Task goal:
Summarize the essay below on America and its young wounded veterans in two sentences.

*** Opening Text shown ***

I have, in my life, traveled this nation extensively. I have had members of my own family serve in its Armed Forces and fight in its wars. I have seen her best and her worst. I have seen the growing obesity that plagues her population, the insularity that many Americans cling to so as not to have to face the realities of the actions of their leaders, nor their own role in empowering them, and, of course, the rising religious fanaticism and xenophobia that has become vastly prevalent. America is rotting from the inside out, and while those at its core are willing to admit as much, those distanced from it refuse to believe it possible.

Kids no older than twenty wander through major US airports with plastic limbs, reliant on canes and wheelchairs. They are America. They pass through the throngs of other travelers like apparitions, prosthetic limbs where arms used to be, haircuts that feebly cover up a patchwork of scars that one might expect to be depicted in the pages of a Mary Shelley novel. When you see them it hits you. That despite the majority going about their daily business, this is a nation at war – a war that has become dangerously silent. It is a phenomenon that is not limited to this nation either, but one that exists at home as well.

There are those that call them ‘heroes’. There are those that call them ’survivors’. They may very well be both, but one thing they will always be is ‘victims’. That no matter how they feel about their personal conduct, or the politics behind their deployment, they will spend the rest of their lives plagued by the frozen photographs locked in their heads. And that is a price that no man or woman should have to pay.

*** Closing Text shown ***
*** Opening Material provided ***

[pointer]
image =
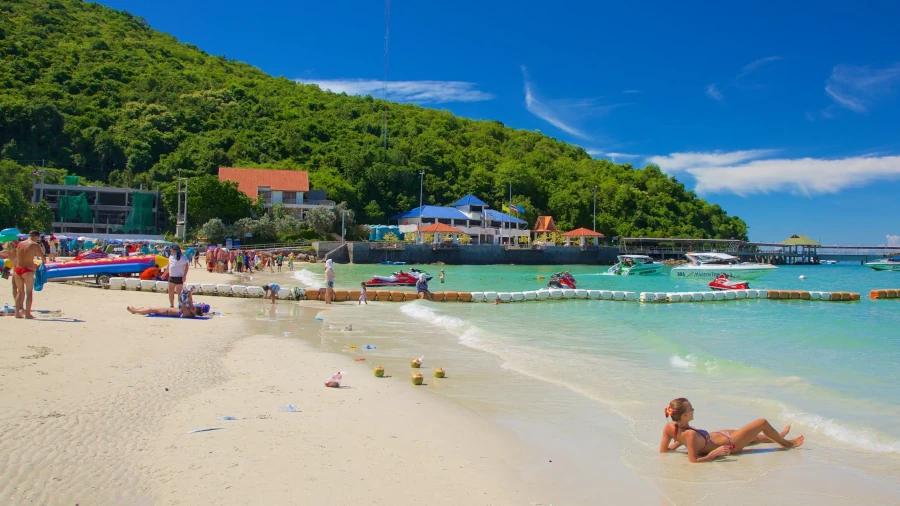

*** Closing Material provided ***

Result below:
The writer, who has traveled the US extensively and has had family members serve in its Armed Forces, sees America rotting from the inside out through obesity, insularity, religious fanaticism and xenophobia. Young people with prosthetic limbs and scars in US airports show that it is a nation at a dangerously silent war, and whether called heroes or survivors, they will always be victims, plagued for life by the images locked in their heads, a price no one should have to pay.